═════ PROVIDED DATA

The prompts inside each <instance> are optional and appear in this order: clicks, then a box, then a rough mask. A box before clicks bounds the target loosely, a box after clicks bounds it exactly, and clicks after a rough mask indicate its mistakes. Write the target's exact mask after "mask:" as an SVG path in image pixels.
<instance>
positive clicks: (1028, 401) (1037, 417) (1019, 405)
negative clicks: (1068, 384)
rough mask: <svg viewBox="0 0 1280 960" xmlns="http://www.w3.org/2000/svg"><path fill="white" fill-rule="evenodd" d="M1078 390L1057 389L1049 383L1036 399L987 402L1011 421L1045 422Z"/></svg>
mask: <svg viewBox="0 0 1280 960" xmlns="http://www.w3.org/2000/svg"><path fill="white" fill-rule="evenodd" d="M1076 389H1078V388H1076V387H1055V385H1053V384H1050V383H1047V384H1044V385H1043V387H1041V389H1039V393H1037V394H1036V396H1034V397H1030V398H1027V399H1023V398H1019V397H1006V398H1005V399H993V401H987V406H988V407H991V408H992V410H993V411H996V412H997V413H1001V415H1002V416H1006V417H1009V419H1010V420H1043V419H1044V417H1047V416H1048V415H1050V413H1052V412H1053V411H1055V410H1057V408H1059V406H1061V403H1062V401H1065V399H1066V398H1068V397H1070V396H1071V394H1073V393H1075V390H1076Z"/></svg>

══════════

## WHAT TO WORK ON
A complete, exact copy of the material is the expected answer.

## ANSWER TO THE EXERCISE
The prompts inside each <instance> are optional and appear in this order: clicks, then a box, then a rough mask. A box before clicks bounds the target loosely, a box after clicks bounds it exactly, and clicks after a rough mask indicate its mistakes. Write the target's exact mask after "mask:" as an SVG path in image pixels.
<instance>
positive clicks: (1028, 401) (1037, 417) (1019, 405)
negative clicks: (1068, 384)
rough mask: <svg viewBox="0 0 1280 960" xmlns="http://www.w3.org/2000/svg"><path fill="white" fill-rule="evenodd" d="M1078 390L1057 389L1049 383L1036 399L987 402L1011 421L1045 422Z"/></svg>
mask: <svg viewBox="0 0 1280 960" xmlns="http://www.w3.org/2000/svg"><path fill="white" fill-rule="evenodd" d="M1076 389H1078V388H1076V387H1055V385H1053V384H1050V383H1047V384H1044V385H1043V387H1041V389H1039V393H1037V394H1036V396H1034V397H1030V398H1027V399H1023V398H1019V397H1006V398H1005V399H993V401H987V406H988V407H991V408H992V410H993V411H996V412H997V413H1001V415H1002V416H1006V417H1009V419H1010V420H1043V419H1044V417H1047V416H1048V415H1050V413H1052V412H1053V411H1055V410H1057V408H1059V406H1061V403H1062V401H1065V399H1066V398H1068V397H1070V396H1071V394H1073V393H1075V390H1076Z"/></svg>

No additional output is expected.